§ **WHAT TO PRODUCE**: Repeat the lines of the listing below exactly, starting at the line that contains "Where can you see the brick" and running through the last line, both included, and only those.
— START DATA —
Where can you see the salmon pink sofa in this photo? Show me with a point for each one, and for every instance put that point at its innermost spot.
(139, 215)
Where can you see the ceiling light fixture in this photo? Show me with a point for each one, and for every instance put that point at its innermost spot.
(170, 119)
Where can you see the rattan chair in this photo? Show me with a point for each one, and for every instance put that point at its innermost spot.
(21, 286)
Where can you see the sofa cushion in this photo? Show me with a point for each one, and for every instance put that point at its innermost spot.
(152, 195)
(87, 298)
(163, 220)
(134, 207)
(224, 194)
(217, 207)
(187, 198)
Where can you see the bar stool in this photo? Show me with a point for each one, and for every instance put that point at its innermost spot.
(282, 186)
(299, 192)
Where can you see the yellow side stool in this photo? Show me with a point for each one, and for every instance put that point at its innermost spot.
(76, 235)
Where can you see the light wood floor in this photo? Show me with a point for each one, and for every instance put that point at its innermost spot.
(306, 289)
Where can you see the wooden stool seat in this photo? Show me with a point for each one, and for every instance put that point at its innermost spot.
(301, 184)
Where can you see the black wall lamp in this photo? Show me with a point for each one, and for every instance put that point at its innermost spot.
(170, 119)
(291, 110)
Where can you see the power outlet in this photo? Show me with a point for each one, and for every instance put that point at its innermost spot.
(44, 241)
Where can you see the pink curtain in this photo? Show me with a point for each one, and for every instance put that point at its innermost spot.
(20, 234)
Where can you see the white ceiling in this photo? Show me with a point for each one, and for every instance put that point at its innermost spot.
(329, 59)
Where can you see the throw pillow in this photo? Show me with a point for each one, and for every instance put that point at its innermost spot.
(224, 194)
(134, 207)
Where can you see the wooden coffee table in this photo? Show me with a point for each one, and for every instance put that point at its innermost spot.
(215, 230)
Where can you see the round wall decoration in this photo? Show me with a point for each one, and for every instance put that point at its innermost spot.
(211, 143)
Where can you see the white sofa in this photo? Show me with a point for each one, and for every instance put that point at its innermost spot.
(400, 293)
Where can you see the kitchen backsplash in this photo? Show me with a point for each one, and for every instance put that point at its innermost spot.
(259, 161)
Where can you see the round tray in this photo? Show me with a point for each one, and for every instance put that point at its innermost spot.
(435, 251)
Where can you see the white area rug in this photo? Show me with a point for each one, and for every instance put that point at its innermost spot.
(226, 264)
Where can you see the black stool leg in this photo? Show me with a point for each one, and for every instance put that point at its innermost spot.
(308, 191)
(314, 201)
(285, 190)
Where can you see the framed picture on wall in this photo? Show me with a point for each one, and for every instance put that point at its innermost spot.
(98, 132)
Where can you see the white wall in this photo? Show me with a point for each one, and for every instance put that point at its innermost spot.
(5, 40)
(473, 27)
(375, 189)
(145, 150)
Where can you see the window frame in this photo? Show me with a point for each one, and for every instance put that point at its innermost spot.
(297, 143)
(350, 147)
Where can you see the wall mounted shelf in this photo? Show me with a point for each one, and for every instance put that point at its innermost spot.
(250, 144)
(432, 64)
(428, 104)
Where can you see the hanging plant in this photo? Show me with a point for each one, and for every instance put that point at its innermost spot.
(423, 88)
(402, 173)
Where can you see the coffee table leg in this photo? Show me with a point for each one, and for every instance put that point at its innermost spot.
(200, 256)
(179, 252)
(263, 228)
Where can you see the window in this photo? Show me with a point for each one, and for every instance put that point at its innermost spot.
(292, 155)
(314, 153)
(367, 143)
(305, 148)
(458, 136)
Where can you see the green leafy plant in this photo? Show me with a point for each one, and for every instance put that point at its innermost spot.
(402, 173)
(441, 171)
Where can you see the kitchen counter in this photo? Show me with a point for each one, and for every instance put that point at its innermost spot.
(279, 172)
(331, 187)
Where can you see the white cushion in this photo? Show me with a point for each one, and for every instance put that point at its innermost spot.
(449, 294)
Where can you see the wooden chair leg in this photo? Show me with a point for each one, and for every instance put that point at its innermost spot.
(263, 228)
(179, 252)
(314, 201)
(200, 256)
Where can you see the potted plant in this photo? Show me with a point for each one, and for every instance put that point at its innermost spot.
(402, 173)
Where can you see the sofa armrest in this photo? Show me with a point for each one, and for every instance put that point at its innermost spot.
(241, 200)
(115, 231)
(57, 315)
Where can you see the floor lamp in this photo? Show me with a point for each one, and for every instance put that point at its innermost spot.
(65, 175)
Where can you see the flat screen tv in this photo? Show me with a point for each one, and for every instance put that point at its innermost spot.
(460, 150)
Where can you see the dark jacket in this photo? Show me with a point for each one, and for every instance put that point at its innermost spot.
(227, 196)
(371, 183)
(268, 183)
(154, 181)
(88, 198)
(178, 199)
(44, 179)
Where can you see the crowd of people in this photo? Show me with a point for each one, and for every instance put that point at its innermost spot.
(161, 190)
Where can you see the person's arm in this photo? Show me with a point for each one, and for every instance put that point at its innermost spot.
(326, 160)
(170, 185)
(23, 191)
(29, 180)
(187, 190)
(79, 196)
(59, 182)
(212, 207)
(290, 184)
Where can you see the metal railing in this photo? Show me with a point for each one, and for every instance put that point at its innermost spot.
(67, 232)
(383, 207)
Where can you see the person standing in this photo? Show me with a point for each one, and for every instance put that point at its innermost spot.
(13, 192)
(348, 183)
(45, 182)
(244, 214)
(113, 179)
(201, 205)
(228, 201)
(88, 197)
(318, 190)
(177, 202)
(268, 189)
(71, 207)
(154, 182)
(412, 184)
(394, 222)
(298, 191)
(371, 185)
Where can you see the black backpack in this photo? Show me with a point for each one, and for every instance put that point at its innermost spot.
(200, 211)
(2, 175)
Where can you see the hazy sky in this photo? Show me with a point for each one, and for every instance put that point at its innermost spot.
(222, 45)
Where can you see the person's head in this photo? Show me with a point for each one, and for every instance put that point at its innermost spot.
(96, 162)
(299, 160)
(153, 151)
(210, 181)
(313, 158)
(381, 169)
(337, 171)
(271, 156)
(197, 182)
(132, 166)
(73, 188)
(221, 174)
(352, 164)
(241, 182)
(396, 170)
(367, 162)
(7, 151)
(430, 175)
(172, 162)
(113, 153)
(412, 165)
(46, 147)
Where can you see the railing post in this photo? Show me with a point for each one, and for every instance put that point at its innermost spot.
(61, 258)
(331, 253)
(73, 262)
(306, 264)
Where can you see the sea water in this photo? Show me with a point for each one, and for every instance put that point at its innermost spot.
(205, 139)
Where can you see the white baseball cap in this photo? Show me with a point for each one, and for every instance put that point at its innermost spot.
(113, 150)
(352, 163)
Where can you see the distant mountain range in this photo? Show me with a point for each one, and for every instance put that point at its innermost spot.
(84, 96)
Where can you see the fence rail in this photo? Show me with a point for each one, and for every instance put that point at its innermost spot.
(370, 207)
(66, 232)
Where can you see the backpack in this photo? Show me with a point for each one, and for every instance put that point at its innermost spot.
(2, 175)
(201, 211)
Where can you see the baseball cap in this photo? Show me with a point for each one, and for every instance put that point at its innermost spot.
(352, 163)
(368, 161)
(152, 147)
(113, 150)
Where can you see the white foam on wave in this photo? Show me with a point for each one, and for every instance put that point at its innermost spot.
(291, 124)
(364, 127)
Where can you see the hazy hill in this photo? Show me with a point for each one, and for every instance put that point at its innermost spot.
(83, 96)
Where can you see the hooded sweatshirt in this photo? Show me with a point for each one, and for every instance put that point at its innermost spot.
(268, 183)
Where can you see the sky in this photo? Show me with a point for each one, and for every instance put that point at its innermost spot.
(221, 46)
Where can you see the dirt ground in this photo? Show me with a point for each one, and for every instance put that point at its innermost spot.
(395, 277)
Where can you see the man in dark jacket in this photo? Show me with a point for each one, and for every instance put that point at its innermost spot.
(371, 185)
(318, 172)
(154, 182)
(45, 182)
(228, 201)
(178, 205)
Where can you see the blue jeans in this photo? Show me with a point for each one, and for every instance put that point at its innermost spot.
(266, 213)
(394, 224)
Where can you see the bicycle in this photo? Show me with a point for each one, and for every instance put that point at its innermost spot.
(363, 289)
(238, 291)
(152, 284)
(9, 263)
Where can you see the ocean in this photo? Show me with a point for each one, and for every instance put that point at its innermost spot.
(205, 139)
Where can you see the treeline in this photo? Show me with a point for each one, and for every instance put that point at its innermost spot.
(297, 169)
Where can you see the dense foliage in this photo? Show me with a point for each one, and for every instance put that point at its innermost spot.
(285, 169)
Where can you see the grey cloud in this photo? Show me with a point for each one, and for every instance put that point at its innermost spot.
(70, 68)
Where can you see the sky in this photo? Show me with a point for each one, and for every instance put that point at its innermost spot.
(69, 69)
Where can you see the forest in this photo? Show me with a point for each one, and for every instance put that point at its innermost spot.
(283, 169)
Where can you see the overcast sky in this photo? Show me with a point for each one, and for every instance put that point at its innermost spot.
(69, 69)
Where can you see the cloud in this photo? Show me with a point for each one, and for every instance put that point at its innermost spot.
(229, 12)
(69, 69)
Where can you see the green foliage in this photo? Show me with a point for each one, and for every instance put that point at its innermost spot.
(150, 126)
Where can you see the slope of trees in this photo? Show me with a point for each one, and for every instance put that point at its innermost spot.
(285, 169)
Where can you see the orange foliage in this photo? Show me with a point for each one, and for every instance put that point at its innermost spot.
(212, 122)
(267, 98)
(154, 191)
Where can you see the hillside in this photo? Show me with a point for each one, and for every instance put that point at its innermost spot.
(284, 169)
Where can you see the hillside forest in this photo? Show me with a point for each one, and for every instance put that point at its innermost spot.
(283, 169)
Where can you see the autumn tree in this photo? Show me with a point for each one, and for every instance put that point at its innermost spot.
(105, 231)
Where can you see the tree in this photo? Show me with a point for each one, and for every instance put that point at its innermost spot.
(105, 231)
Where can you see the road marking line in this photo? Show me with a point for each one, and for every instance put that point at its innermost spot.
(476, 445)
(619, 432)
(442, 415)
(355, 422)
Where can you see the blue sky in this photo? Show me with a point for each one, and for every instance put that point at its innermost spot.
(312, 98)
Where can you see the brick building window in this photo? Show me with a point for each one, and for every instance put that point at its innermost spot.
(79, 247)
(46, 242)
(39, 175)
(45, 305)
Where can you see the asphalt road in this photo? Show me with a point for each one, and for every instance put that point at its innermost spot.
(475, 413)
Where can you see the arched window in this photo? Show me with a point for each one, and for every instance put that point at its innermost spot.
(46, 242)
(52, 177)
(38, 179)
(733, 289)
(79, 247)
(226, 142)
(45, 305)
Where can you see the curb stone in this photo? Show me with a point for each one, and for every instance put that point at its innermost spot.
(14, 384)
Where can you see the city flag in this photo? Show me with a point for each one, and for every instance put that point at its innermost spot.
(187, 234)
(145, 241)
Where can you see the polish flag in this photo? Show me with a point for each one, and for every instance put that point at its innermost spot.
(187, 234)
— END DATA —
§ **EXPECTED ANSWER**:
Where can you see the brick building window in this photo? Show me with a point for each one, and for every instance put that point at its innermost spot.
(79, 247)
(46, 242)
(39, 175)
(45, 305)
Where can you see the asphalt road in this photo? Show me with a point for each one, and for every instance put that point at its innermost spot.
(475, 413)
Where can you see the arched window in this photo? Show me with a point for each one, and for every instance put that point at its innermost spot.
(46, 242)
(52, 177)
(38, 179)
(733, 289)
(79, 247)
(226, 142)
(45, 305)
Where can you see the curb stone in this photo? Show me with a point for each one, and for every instance put that point at its innermost spot.
(14, 384)
Where can you see the city flag in this photo? Show me with a point for each one, and for every instance put that point at its innermost spot.
(187, 234)
(145, 241)
Where can you see the polish flag in this photo? Show me with a point for each one, and for every instance put that point at its innermost spot.
(187, 234)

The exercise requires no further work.